* [Instruction] Could you reproduce every item below verbatim, leaving the pictures out of your answer?

* [Input material]
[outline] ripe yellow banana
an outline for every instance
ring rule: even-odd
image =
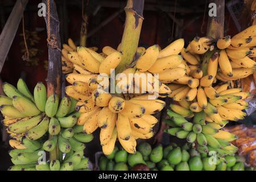
[[[113,131],[110,139],[106,144],[102,146],[102,152],[105,155],[110,155],[115,147],[115,140],[117,137],[117,131],[115,127]]]
[[[97,75],[82,75],[79,73],[70,73],[66,76],[66,80],[71,84],[75,81],[79,81],[88,83],[90,78],[96,76]]]
[[[85,133],[90,134],[98,128],[98,117],[101,109],[101,108],[97,109],[93,114],[92,114],[87,118],[82,128]]]
[[[232,61],[243,68],[252,68],[256,67],[256,63],[251,59],[245,57],[241,59],[232,59]]]
[[[170,55],[178,55],[183,48],[184,44],[183,39],[179,39],[172,42],[169,46],[159,52],[158,57],[161,58]]]
[[[157,113],[160,111],[166,106],[166,102],[159,100],[131,100],[129,102],[142,106],[143,108],[146,110],[144,111],[145,114]],[[127,106],[125,105],[125,109],[126,107]]]
[[[104,91],[95,90],[92,93],[92,100],[99,107],[108,106],[112,97],[111,94]]]
[[[200,85],[202,86],[210,86],[213,82],[214,78],[212,75],[206,75],[203,77],[200,80]]]
[[[180,55],[174,55],[158,59],[148,69],[151,73],[161,73],[176,68],[183,60]]]
[[[138,48],[139,49],[139,48]],[[136,62],[137,68],[141,72],[148,71],[154,65],[159,53],[159,47],[158,45],[154,45],[148,47]]]
[[[183,58],[188,62],[190,64],[192,65],[197,65],[199,64],[199,62],[193,55],[192,55],[190,52],[187,51],[185,48],[183,48],[181,52],[181,55]]]
[[[82,95],[76,92],[72,85],[66,86],[65,92],[68,96],[77,101],[84,101],[92,99],[89,96]]]
[[[100,73],[110,75],[112,69],[115,69],[122,60],[122,55],[120,52],[115,51],[108,55],[101,63],[99,67]]]
[[[113,52],[117,52],[117,50],[112,48],[110,46],[105,46],[102,48],[102,52],[106,55],[109,55]]]
[[[81,62],[86,69],[94,73],[99,72],[100,62],[95,59],[85,47],[82,46],[78,47],[77,53],[81,57]]]
[[[118,114],[116,122],[118,138],[128,140],[131,135],[129,119],[122,114]]]
[[[196,97],[199,106],[204,109],[205,109],[207,106],[207,97],[204,89],[201,87],[198,88]]]
[[[230,36],[228,35],[225,37],[219,39],[217,42],[217,47],[220,49],[224,49],[229,47],[232,43]]]
[[[205,93],[206,96],[209,99],[215,99],[218,97],[220,97],[219,94],[217,91],[214,89],[212,86],[205,86],[204,88],[204,92]]]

* [Solution to this problem]
[outline] ripe yellow banana
an outline for every instance
ring rule: even-odd
image =
[[[113,131],[110,139],[106,144],[102,146],[102,152],[105,155],[110,155],[115,147],[115,140],[117,137],[117,131],[115,127]]]
[[[97,75],[82,75],[79,73],[70,73],[66,76],[66,80],[71,84],[75,81],[79,81],[88,83],[90,78],[96,76]]]
[[[85,133],[90,134],[98,128],[98,117],[101,109],[101,108],[97,109],[93,114],[92,114],[87,118],[82,128]]]
[[[232,61],[243,68],[252,68],[256,67],[256,63],[251,59],[245,57],[241,59],[232,59]]]
[[[170,55],[178,55],[183,48],[184,44],[183,39],[179,39],[172,42],[169,46],[159,52],[158,57],[161,58]]]
[[[157,113],[160,111],[166,106],[166,102],[159,100],[131,100],[129,102],[142,106],[143,108],[146,110],[144,111],[145,114]],[[127,106],[125,105],[125,109],[126,107]]]
[[[104,91],[95,90],[92,93],[92,100],[99,107],[108,106],[112,97],[111,94]]]
[[[200,85],[202,86],[210,86],[213,82],[214,78],[212,75],[206,75],[203,77],[200,80]]]
[[[180,55],[174,55],[158,59],[148,69],[151,73],[161,73],[176,68],[183,60]]]
[[[138,48],[139,49],[139,48]],[[136,62],[137,68],[141,72],[148,71],[154,65],[159,53],[159,47],[158,45],[154,45],[148,47]]]
[[[183,58],[188,62],[190,64],[192,65],[197,65],[199,64],[199,62],[193,55],[192,55],[190,52],[187,51],[185,48],[183,48],[181,52],[181,55]]]
[[[82,95],[76,92],[72,85],[66,86],[65,92],[68,96],[77,101],[84,101],[92,99],[89,96]]]
[[[100,73],[110,75],[112,69],[115,69],[122,60],[122,55],[120,52],[115,51],[108,55],[101,63],[99,67]]]
[[[113,52],[117,52],[117,50],[112,48],[110,46],[105,46],[102,48],[102,52],[106,55],[109,55]]]
[[[81,62],[86,69],[94,73],[99,72],[100,62],[95,59],[85,47],[82,46],[78,47],[77,53],[81,57]]]
[[[118,114],[116,122],[118,138],[128,140],[131,135],[129,119],[122,114]]]
[[[196,97],[199,106],[204,109],[205,109],[207,106],[207,97],[204,89],[201,87],[198,88]]]
[[[230,36],[228,35],[225,37],[219,39],[217,42],[217,47],[220,49],[224,49],[229,47],[232,43]]]
[[[205,93],[206,96],[209,99],[215,99],[218,97],[220,97],[219,94],[217,91],[214,89],[212,86],[205,86],[204,88],[204,92]]]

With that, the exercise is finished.